Start of Excerpted records

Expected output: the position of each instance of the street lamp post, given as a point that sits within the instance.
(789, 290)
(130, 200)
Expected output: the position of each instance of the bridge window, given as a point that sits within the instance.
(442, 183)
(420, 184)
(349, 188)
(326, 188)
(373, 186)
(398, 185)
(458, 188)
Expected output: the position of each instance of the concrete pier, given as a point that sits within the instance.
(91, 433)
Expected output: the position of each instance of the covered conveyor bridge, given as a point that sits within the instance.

End of Excerpted records
Start of Excerpted records

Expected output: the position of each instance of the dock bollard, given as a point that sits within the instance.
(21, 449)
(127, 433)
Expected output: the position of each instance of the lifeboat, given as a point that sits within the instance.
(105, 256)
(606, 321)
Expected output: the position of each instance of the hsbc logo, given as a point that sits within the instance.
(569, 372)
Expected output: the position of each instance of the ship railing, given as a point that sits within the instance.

End of Excerpted records

Activity
Go back to the listing above. Copy word for word the lines from the one with "Expected output: the position of each instance of the street" through the one with "Expected output: the position of each instance of the covered", and nothing more.

Reply
Expected output: the position of each instance of the street lamp post, given as a point that sits within the instance.
(789, 290)
(130, 200)
Expected output: the position of each instance of the bridge window, given as a point that sits within the instance.
(442, 183)
(420, 184)
(349, 188)
(326, 188)
(373, 186)
(398, 185)
(458, 188)
Expected output: the position of each instance of the concrete pier, given as a point that sits within the instance.
(91, 433)
Expected output: the position of each instance of the covered conveyor bridge, given as a point that sits within the instance.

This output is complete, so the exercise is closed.